Photo object pointing records
┄┄┄┄┄┄┄┄┄┄
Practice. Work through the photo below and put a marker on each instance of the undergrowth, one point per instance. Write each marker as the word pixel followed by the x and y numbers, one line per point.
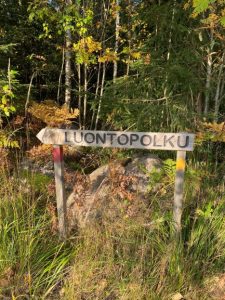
pixel 125 259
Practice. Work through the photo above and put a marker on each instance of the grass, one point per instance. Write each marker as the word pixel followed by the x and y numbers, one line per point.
pixel 121 258
pixel 33 261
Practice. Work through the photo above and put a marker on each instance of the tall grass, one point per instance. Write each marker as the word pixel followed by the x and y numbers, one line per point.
pixel 129 260
pixel 123 257
pixel 33 261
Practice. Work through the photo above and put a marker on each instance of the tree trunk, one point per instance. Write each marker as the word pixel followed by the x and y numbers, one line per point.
pixel 101 94
pixel 68 70
pixel 96 94
pixel 208 73
pixel 60 76
pixel 79 94
pixel 219 89
pixel 85 96
pixel 115 65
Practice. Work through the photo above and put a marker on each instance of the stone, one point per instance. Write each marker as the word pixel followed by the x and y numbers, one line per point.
pixel 103 190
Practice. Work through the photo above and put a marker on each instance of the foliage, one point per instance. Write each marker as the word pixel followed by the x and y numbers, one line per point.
pixel 51 114
pixel 211 132
pixel 31 264
pixel 6 140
┄┄┄┄┄┄┄┄┄┄
■ TASK REQUIREMENTS ■
Retype all entries exactly as they appear, dropping the images.

■ THE REPLY ■
Practice. Work through the photo below and put a marker on each instance of the undergrowth, one point per instance. Write each marker as the word pixel followed by the x and y numbers, one line per point.
pixel 125 259
Practice. Work through the photo above and put a marker on each instance of the grass, one point per instance. Write each marker as the word pixel followed by the x and y numbers, one line per point.
pixel 121 258
pixel 33 261
Practice. Work through the photo above and put a marker on each instance of the tall grass, one point per instance. Write each marker as the word pixel followed by the x and y numbers, one line per point.
pixel 129 260
pixel 123 257
pixel 33 261
Practice. Work through the photo above and put a marker on each instance of the tree trunk, one point per instance. Write each marker as the word pixel followed by the x and y numbers, one line per point.
pixel 101 94
pixel 68 70
pixel 96 94
pixel 208 73
pixel 60 76
pixel 79 94
pixel 219 89
pixel 85 96
pixel 115 65
Practice. Work through the photo above and put a marker on each instance of the stone, one point per instance. Write each marker as the word pixel followed by the x and y numbers, one line per point.
pixel 103 190
Practice. Work through the photo above and put a marker on each instance of the foliage, one point per instance. Write each marker as the word pixel followed by the x and y numbers, one line per point.
pixel 51 114
pixel 211 132
pixel 31 264
pixel 6 140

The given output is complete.